For the listing underneath, give the count of lines containing the string "locate" and nothing further.

(INFORMATION SUPPLIED Opens)

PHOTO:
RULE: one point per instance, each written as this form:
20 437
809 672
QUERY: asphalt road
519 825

(INFORMATION SUPPLIED Closes)
(INFORMATION SUPPLIED Opens)

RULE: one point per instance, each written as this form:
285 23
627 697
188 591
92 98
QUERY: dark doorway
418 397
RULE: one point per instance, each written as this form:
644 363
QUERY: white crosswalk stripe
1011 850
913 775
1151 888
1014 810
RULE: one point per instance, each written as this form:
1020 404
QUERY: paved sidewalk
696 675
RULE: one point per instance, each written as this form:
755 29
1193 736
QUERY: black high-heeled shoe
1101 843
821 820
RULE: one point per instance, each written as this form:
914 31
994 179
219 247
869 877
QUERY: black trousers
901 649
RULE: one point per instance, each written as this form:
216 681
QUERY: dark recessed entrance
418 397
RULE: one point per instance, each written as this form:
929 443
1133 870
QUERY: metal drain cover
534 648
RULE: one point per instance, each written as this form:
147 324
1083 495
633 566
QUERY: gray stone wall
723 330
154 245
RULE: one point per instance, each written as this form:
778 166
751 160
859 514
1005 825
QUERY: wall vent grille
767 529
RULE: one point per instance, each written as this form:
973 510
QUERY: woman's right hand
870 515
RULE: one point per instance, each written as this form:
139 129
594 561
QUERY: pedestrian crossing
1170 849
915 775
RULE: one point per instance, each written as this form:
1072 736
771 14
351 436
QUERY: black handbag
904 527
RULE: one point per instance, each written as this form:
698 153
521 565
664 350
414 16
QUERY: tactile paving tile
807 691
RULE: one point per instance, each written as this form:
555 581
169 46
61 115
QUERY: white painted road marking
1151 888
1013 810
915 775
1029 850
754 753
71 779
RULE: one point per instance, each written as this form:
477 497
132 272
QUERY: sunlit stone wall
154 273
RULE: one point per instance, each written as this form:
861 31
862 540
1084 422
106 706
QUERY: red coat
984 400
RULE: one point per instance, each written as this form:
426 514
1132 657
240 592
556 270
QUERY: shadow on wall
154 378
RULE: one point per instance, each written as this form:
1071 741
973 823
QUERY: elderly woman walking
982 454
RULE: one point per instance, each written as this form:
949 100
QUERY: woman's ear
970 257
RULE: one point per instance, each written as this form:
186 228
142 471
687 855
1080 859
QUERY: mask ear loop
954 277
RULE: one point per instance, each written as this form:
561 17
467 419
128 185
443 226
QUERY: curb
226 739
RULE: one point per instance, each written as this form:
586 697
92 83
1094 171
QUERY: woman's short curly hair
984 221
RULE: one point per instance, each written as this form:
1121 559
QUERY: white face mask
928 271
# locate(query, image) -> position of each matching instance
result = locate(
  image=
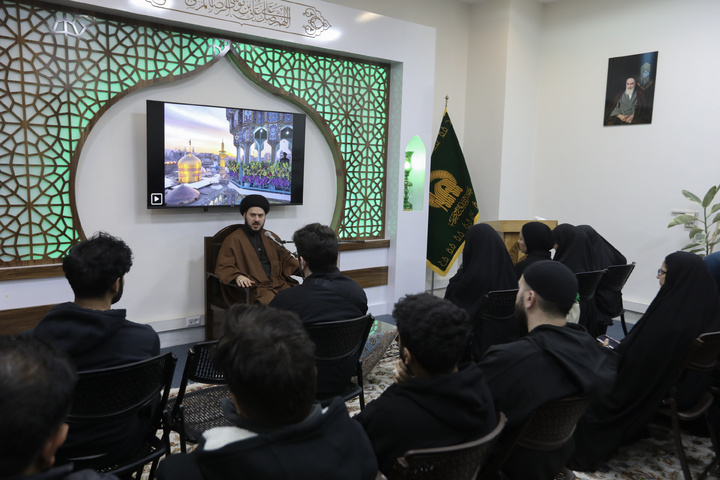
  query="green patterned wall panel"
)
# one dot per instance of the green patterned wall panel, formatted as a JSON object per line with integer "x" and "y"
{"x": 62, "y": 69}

(INFORMATION SUPPLIED Closes)

REPLY
2